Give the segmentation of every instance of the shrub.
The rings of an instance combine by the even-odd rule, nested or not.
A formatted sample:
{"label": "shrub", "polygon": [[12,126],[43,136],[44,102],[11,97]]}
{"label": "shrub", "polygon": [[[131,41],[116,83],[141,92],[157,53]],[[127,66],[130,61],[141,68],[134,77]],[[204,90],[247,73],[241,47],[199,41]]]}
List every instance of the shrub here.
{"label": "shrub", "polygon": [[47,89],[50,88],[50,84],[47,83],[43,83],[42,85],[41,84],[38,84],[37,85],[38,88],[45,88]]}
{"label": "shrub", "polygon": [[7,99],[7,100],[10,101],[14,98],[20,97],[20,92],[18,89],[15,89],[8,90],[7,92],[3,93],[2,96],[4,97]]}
=======
EXERCISE REQUIREMENTS:
Please write out all the rows above again, character for character, with nothing changed.

WORKED ANSWER:
Give the segmentation of every instance of the shrub.
The rings of an instance combine by the even-odd rule, nested or not.
A formatted sample:
{"label": "shrub", "polygon": [[12,126],[43,136],[44,102],[11,97]]}
{"label": "shrub", "polygon": [[[131,41],[116,83],[141,92],[157,53]],[[127,66],[130,61],[141,68],[134,77]],[[204,90],[247,73],[241,47],[199,41]]]}
List every instance of the shrub here.
{"label": "shrub", "polygon": [[47,89],[50,88],[50,84],[47,83],[43,83],[42,85],[41,84],[38,84],[37,85],[38,88],[45,88]]}
{"label": "shrub", "polygon": [[7,99],[7,100],[10,101],[14,98],[20,97],[20,92],[18,89],[15,89],[8,90],[7,92],[3,93],[2,96],[4,97]]}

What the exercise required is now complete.